- EXERCISE DIRECTIONS
Rewrite the lines from the first one up to and including the line with "column 240, row 367" as a numbered list, skipping any blank lines and leaving out the pictures.

>> START

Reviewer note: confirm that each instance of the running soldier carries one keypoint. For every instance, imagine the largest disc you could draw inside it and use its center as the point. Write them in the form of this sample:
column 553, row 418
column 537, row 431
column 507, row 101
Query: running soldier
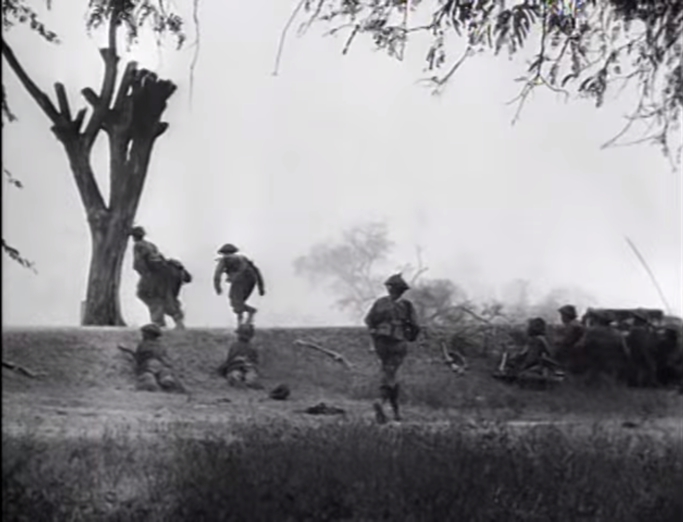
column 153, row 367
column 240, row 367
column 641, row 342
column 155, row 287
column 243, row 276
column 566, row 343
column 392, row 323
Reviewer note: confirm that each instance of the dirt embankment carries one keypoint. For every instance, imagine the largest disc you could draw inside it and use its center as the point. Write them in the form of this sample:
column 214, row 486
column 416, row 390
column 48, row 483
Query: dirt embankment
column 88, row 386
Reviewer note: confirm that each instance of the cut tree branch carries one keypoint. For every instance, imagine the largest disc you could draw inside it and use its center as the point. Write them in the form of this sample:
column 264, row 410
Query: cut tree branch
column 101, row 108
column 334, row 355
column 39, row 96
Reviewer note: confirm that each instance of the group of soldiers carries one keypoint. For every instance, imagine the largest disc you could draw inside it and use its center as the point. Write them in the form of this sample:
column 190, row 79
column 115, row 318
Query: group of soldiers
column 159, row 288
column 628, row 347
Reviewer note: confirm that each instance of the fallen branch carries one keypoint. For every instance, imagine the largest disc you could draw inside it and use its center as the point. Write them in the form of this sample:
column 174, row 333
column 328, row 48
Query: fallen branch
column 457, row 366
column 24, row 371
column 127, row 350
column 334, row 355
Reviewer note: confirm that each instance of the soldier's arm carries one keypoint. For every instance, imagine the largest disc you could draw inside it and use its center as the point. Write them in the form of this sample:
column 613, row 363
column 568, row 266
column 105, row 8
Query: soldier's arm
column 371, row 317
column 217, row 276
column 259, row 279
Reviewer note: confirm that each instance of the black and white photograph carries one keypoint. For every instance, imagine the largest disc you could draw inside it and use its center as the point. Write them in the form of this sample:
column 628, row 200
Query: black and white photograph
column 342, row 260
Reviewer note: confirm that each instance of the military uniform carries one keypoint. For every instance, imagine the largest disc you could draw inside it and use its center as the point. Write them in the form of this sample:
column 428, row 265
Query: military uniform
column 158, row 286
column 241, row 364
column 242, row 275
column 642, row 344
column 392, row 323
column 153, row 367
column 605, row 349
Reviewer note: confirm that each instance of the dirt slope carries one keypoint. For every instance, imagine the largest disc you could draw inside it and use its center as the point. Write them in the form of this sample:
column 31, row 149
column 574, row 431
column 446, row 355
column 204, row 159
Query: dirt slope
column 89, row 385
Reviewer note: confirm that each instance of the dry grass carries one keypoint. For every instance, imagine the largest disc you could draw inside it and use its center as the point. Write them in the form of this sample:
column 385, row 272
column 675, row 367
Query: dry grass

>> END

- TASK ANSWER
1. Reviewer note: confirm that each instance of the running soldier carries one keypoint. For every instance, imagine the largest disc you could draw inside it and use its center as the point. Write them in the form of this sample:
2. column 553, row 418
3. column 537, row 431
4. column 507, row 101
5. Query: running soldier
6. column 153, row 367
7. column 240, row 367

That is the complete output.